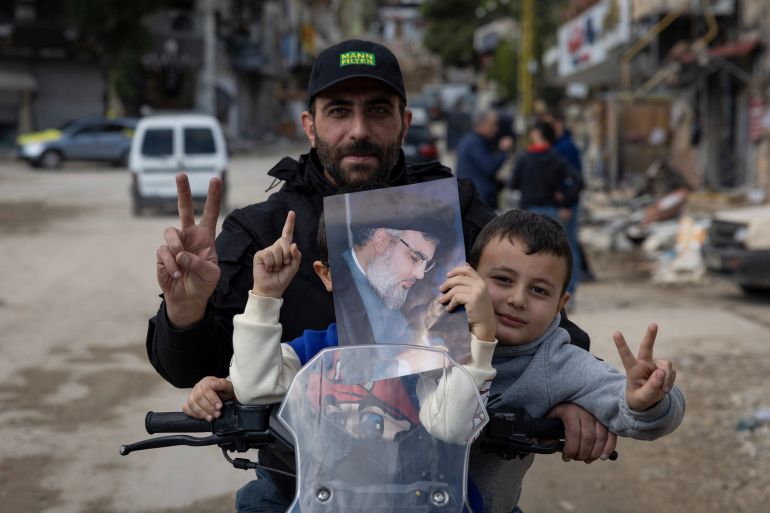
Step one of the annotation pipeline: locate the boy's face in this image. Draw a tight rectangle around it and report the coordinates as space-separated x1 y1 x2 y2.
476 237 570 346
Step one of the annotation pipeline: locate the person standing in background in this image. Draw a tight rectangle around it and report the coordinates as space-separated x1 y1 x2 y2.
456 110 514 209
508 119 582 300
548 111 593 287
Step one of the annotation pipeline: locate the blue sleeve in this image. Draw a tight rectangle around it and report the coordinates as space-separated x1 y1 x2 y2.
466 138 507 179
287 323 339 365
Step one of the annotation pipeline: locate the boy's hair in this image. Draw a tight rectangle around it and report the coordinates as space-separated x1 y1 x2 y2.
317 214 329 262
469 209 573 294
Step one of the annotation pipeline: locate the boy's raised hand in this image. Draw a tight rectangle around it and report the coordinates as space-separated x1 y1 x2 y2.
613 323 676 411
438 264 497 342
251 211 301 299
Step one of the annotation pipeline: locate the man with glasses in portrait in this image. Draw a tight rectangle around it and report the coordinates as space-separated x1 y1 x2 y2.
329 186 461 349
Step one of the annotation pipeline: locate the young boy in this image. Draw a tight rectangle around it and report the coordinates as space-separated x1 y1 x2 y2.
463 209 685 512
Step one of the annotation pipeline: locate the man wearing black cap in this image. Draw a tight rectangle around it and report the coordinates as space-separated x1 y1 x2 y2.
149 39 490 386
148 38 498 510
148 39 613 512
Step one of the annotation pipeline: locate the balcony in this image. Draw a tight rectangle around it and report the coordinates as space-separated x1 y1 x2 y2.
633 0 735 21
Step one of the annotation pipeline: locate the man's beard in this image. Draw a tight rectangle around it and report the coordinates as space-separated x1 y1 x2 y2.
366 245 410 310
315 129 403 188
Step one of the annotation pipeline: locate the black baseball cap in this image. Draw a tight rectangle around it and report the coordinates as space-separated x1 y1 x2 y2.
307 39 406 106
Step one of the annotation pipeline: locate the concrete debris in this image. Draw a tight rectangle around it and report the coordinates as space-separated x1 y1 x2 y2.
579 188 756 285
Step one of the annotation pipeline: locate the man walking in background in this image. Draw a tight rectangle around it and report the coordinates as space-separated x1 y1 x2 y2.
455 109 514 209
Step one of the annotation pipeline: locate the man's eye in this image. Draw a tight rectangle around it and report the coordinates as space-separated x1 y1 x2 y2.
369 106 390 116
328 107 349 117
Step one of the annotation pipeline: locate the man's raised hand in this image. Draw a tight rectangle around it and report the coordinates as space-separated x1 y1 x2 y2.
251 211 301 299
613 323 676 411
156 174 222 328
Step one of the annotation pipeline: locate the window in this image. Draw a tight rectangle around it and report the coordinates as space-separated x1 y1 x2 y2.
184 127 216 155
142 128 174 157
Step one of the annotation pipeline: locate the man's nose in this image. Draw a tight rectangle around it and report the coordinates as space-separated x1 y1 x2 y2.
412 263 426 280
349 110 370 139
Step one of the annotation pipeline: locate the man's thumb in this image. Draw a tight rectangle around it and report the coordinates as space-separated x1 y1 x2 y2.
176 251 192 269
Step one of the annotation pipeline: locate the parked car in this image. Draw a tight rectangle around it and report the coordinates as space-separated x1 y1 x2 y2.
402 124 439 164
129 113 228 216
702 204 770 293
16 117 137 169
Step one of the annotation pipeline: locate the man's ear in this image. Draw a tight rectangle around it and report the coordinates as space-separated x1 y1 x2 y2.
313 260 333 292
301 110 316 148
401 108 412 144
372 228 392 253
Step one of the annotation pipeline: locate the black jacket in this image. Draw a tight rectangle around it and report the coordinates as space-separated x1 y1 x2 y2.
509 148 583 209
146 151 496 388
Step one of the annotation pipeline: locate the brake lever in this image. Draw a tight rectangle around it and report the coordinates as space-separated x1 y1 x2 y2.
120 434 227 455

+++

*What to do*:
Aside from the pictures, copy all of the entries exactly.

*Exercise result*:
Step one of the annotation pipeline: locate the boy's face in this image. Draw a tight rectangle around it and report the coordinates as space-separated x1 y1 x2 y2.
476 237 570 346
Step one of the annotation pipeline: locate the person standing in background in this image. Draw a tight rectangle around it and report the coordinates as space-separated x1 y1 x2 y2.
456 110 514 209
508 119 582 300
548 111 593 287
Step one of the annotation pipeline: locate the blue sleeve in this image. Draw a tight rectangle around it and report the coordinates as space-separated x1 y1 x2 y2.
466 138 507 179
287 323 339 365
Step one of the annotation pipeline: locate the boy's hair in this image. Draw a tight rectangle around it and report the coordinates as space-separated x1 y1 x2 y2.
317 214 329 262
469 209 573 294
Step one of the annotation pipeline: locate the boy's raised hand in this image. Draw a tight rectangle around it and report the coordinates as space-separated x1 y1 x2 y2.
613 323 676 411
438 264 497 342
251 211 301 299
Step one of the annotation pipeline: locate the man with glasses in portrait in this image. Draw a tight rectangle around it and report the coordinates as space-separated x1 y1 x2 y2.
329 186 461 349
Step one of the annotation pipeline: locate the young boy in this image. Draw a tight rectangle around it and report the coordinates as space-separated x1 y1 x2 y2.
463 209 685 512
Step one of the annotation pipeline: locate the man wearing black cap in this image. Draw a tight rectangle around it and report the coordinates as space-separated x1 y1 x2 y2.
149 39 490 386
148 38 498 510
148 39 613 512
Step one of the annotation pipeline: locate the balcony in this image. Draw a tight rectangle around it and report the coordinates as space-separated x1 y1 x2 y2.
633 0 735 21
Step one of the annotation pipeline: locate the man's beard in this image. Draw a tight rectangle around it and report the coordinates as space-separated x1 y1 x2 y2.
366 245 410 310
315 129 403 188
Step one of the annotation pipeline: locate the black baseball cap in this image. Draw a tight rectangle around it and report the coordinates as space-separated x1 y1 x2 y2.
307 39 406 106
Step one of the annotation pipeline: locate the concrete debris in this image. Draw a tight rectangle around it and report the coordinates as space-separated x1 y1 x2 y2.
579 188 756 285
Step one of the annotation pipeline: locate the man walking in background in this image. Draw a tight rectangle around it and report the coordinates as space-separated x1 y1 x2 y2.
455 109 514 209
Step one of the annotation pipeline: locate the man's eye in this image. Draw a tight rectangle around it and report the coordinates as space-separated x1 y1 x2 y2.
369 106 390 116
328 107 349 117
Step one of the annotation pipeline: locate the man's raised hand in this image. Draw a tight rectangle around it and report the coordinates as space-separated x1 y1 x2 y2.
251 211 301 299
613 323 676 411
156 174 222 328
Step one of the annotation pipeline: locate the window in this image. Draw a tight rectangle around it and report the coordinates as space-separated x1 y1 x2 y2.
184 127 216 155
142 128 174 157
Step one of the annotation pipeline: locate the man's nose in this image. Draw a tight rectangle around it and report the coordinates as space-separated x1 y1 x2 y2.
412 263 426 280
349 110 370 139
Step one of the annotation pipeline: locate the man's thumb in this image. Draw a tight rectangle around it and report the coordinates as space-separated x1 y1 x2 y2.
176 251 192 269
Step one of the annotation pipeline: locate the parked car in this image. Draw a tight rectangle around it and report the coordinates as space-separated x1 y1 x2 y2.
402 124 439 164
129 113 228 216
702 204 770 293
16 117 137 169
Step one of the annotation pipeline: locate the man's ear in this image. Draw a tight rectangle around it and report the coordinates as space-separated x1 y1 x2 y2.
313 260 333 292
301 110 316 148
401 108 412 144
372 228 392 253
Step one of the annotation pipeline: locate the black jacket in this image. Draw a tight rectangle around it and report the coordinates as space-separated x1 y1 x2 y2.
509 148 583 209
146 151 496 388
Step one of the annotation pipeline: locate the brake lever in this image. Draw a tight rectangle around it and report the coordinates as space-separated x1 y1 x2 y2.
120 434 227 455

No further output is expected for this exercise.